┌─ Provided data

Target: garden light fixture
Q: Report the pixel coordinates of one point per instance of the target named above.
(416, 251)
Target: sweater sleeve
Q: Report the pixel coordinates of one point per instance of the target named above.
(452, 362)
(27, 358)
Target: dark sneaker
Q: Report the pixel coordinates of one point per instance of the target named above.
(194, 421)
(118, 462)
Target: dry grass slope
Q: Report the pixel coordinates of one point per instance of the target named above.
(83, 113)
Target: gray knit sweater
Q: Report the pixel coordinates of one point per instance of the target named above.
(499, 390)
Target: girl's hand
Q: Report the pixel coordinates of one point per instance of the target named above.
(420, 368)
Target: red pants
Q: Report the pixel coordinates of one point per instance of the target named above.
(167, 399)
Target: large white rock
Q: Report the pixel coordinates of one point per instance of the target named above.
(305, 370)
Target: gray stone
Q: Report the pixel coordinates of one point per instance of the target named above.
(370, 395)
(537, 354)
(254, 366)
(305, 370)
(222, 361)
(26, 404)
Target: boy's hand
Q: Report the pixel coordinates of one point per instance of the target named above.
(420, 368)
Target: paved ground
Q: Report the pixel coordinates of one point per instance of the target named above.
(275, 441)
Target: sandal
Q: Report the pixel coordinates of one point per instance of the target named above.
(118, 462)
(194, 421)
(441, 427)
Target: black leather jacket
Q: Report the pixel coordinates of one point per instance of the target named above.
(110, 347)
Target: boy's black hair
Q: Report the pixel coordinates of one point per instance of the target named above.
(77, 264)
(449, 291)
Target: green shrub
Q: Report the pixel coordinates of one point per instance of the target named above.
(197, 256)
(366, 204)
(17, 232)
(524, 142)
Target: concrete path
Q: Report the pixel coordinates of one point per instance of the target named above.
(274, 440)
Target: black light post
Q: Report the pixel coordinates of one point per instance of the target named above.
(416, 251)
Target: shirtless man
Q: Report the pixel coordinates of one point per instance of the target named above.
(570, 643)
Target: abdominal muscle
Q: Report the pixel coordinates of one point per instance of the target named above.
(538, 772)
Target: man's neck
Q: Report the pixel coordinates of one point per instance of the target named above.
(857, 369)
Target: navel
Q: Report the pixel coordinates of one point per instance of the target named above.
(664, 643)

└─

Write out the rows again, starting at the line that has "Target: green shrub" and running through the last row. Change "shrub" to "bush" and leave everything else the same.

Target: green bush
Q: Report the pixel coordinates of one point per instance of the target named above.
(197, 256)
(366, 204)
(17, 232)
(524, 142)
Target: concrete path
Q: Report the pixel coordinates of one point per instance of the target named above.
(274, 440)
Target: black light post
Q: Report the pixel coordinates of one point per instance of the target named above.
(416, 251)
Target: shirtless man
Q: Report the pixel coordinates of one point per instance of the target named above.
(570, 643)
Target: abdominal muscle
Q: Report the pixel coordinates of one point per instance of the target named above.
(538, 772)
Target: man's neck
Q: Report the pixel coordinates of one point per instance of the target named above.
(857, 369)
Target: navel
Q: Report the pixel coordinates of one point per instance of the target named above.
(664, 643)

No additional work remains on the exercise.